▶ **Exercise requirements**
Copy the data below word for word, starting at the line that contains "point: wooden desk panel" and continuing through the last line of the data.

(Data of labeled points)
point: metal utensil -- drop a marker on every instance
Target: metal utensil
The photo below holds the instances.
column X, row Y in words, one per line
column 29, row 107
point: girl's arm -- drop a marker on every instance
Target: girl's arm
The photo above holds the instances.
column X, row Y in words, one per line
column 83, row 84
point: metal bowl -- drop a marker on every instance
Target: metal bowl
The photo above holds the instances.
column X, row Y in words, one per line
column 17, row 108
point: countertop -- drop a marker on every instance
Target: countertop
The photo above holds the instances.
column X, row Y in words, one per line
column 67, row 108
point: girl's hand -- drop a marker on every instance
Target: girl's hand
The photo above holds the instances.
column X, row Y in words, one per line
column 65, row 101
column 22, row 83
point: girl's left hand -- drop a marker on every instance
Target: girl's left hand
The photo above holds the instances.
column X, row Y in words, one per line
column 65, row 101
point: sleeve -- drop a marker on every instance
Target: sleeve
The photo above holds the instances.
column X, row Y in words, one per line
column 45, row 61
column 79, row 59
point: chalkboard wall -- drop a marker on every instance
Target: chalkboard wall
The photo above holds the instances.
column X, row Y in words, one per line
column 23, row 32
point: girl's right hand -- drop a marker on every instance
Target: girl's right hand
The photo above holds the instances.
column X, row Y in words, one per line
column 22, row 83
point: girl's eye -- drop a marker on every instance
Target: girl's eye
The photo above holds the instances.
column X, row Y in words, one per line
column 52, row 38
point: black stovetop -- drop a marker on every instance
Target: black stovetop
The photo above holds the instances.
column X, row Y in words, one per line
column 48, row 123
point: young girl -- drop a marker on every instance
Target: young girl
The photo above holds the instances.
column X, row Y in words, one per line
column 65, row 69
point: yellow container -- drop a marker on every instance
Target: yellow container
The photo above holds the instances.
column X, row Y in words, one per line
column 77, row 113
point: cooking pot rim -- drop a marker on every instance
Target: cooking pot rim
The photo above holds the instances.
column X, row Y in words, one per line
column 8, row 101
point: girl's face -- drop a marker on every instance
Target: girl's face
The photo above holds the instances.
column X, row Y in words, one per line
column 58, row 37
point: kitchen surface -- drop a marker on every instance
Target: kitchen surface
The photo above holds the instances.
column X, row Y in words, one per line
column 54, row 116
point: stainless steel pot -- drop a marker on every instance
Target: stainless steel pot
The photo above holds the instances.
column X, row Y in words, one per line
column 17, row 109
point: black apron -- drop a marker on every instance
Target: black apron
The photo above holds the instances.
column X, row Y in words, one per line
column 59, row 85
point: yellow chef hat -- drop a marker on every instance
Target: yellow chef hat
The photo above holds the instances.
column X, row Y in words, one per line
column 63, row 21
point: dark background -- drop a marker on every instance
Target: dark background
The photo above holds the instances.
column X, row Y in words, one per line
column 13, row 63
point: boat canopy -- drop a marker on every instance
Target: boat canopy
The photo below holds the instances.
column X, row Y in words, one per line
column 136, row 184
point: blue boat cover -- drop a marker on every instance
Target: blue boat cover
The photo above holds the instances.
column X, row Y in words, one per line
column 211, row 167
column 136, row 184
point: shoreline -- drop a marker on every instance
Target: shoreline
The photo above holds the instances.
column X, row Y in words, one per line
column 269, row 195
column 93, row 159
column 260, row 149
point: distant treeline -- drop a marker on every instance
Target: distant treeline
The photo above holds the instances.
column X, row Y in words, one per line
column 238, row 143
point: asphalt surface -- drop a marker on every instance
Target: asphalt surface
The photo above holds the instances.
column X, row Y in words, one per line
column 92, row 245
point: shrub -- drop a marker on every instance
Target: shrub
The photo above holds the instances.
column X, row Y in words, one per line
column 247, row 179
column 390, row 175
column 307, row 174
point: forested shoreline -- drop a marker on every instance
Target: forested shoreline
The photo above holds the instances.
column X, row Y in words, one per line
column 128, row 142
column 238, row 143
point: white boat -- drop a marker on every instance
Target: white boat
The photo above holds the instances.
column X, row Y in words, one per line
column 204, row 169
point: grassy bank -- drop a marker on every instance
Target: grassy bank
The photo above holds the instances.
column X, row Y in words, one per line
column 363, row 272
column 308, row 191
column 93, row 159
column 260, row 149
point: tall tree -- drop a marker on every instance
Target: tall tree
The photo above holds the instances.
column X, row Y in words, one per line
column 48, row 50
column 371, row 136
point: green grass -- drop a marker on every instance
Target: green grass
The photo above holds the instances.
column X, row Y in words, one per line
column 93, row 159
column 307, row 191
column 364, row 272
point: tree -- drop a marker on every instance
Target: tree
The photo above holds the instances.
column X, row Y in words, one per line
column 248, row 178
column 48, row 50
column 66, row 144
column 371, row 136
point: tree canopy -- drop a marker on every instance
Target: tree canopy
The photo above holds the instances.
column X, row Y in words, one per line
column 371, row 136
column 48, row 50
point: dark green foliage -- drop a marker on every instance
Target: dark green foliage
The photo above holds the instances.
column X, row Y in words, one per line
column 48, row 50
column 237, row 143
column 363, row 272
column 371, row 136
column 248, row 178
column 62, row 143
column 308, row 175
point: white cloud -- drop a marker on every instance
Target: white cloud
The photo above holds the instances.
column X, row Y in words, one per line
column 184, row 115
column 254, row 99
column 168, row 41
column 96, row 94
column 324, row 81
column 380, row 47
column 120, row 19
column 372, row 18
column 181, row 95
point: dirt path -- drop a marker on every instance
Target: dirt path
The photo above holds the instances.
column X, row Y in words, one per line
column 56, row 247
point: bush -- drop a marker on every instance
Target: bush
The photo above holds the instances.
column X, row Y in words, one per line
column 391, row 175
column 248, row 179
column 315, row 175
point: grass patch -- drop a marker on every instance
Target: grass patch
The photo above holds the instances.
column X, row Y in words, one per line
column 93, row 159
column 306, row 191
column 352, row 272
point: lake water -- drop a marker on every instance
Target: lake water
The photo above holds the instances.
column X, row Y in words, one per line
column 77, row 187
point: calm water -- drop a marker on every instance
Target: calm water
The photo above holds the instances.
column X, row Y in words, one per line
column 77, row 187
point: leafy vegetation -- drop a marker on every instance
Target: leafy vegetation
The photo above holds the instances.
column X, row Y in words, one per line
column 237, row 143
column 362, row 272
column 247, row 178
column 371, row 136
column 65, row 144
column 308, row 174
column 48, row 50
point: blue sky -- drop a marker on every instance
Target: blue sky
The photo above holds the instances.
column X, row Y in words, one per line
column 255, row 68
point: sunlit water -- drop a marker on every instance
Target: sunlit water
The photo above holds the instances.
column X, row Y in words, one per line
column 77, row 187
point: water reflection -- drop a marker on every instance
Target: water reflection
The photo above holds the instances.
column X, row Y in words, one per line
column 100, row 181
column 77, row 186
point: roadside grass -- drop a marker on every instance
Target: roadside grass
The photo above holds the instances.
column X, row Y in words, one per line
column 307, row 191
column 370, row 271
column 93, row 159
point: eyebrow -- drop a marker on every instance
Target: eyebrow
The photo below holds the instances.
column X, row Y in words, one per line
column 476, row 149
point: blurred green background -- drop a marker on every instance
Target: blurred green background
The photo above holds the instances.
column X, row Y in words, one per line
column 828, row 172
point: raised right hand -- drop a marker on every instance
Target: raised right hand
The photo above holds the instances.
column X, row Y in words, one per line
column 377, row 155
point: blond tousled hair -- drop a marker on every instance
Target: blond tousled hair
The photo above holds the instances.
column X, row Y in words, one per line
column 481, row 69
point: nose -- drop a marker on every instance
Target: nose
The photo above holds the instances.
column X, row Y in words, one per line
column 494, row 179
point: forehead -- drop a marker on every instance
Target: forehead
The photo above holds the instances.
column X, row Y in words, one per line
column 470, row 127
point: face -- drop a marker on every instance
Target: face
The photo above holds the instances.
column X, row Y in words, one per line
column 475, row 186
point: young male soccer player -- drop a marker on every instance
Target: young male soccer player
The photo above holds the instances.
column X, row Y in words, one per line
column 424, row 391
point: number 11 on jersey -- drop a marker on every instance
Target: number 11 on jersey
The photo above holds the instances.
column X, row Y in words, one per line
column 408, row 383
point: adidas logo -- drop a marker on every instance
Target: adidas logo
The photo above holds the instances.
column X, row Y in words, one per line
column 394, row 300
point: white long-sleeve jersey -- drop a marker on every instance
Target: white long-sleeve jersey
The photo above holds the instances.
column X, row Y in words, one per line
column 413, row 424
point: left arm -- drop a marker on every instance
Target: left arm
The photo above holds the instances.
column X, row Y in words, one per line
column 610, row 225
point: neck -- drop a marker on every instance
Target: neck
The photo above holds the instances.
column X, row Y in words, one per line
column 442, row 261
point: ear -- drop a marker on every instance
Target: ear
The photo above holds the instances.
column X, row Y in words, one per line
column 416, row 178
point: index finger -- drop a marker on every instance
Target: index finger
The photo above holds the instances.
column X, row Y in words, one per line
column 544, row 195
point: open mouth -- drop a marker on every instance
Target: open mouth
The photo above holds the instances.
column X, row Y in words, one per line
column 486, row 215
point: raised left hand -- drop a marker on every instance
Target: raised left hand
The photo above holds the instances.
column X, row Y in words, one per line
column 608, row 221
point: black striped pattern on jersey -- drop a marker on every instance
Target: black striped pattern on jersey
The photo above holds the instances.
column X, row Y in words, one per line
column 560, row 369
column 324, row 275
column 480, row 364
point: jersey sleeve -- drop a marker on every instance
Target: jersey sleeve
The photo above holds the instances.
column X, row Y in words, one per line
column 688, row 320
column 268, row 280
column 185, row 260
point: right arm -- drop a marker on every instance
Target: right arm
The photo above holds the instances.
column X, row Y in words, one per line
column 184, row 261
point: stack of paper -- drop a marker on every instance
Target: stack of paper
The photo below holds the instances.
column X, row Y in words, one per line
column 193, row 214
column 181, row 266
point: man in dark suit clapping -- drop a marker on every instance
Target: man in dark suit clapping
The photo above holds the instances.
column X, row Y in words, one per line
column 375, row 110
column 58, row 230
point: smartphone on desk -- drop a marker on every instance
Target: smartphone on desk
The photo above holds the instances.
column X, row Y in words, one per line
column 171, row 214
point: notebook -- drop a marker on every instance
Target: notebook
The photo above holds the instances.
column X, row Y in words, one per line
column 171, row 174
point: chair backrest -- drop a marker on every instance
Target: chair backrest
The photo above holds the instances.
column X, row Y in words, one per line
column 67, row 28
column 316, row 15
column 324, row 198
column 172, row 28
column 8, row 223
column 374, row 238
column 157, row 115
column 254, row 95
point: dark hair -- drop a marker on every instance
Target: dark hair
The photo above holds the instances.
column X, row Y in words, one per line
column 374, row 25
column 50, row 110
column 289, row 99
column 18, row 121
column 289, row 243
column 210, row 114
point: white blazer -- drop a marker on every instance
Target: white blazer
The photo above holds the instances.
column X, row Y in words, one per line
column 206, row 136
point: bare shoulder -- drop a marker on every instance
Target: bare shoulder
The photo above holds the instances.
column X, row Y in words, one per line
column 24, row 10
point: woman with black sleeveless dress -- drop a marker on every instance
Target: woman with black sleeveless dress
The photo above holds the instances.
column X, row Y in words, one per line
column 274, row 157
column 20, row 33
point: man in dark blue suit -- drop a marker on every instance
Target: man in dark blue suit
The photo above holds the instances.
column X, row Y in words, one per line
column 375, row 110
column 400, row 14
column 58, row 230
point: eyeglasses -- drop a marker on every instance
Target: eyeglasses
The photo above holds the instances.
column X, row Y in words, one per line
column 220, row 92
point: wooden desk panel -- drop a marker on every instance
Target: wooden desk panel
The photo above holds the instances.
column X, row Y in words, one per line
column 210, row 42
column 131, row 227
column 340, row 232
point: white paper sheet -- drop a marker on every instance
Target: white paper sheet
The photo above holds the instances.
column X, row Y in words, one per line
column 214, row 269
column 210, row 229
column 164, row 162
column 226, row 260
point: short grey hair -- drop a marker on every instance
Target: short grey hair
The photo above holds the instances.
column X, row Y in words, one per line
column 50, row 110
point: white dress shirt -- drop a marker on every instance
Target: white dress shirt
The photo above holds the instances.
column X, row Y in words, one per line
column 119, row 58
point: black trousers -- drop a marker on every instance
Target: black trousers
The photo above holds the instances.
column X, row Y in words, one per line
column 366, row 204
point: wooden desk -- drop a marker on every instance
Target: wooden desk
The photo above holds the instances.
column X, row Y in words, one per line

▶ **Task result**
point: wooden desk panel -- drop a marker on every instance
Target: wooden desk panel
The photo above holds the instances.
column X, row Y in words, one per line
column 210, row 42
column 131, row 227
column 340, row 232
point: white paper sheet -- drop a marker on every instance
Target: white paper sheet
The photo above holds the instances.
column X, row Y in words, one per line
column 214, row 269
column 210, row 229
column 164, row 162
column 226, row 260
point: short grey hair -- drop a marker on every instance
Target: short grey hair
The photo above holds the instances.
column X, row Y in words, one per line
column 50, row 110
point: white dress shirt -- drop a marker on every instance
Target: white dress shirt
The photo above holds the instances.
column X, row Y in words, one per line
column 119, row 58
point: black trousers -- drop a marker on every instance
Target: black trousers
The photo above holds the instances.
column X, row Y in words, one per line
column 366, row 204
point: wooden desk -- drop a marker on every instance
Target: wooden desk
The photo above holds the instances.
column X, row Y in words, one per line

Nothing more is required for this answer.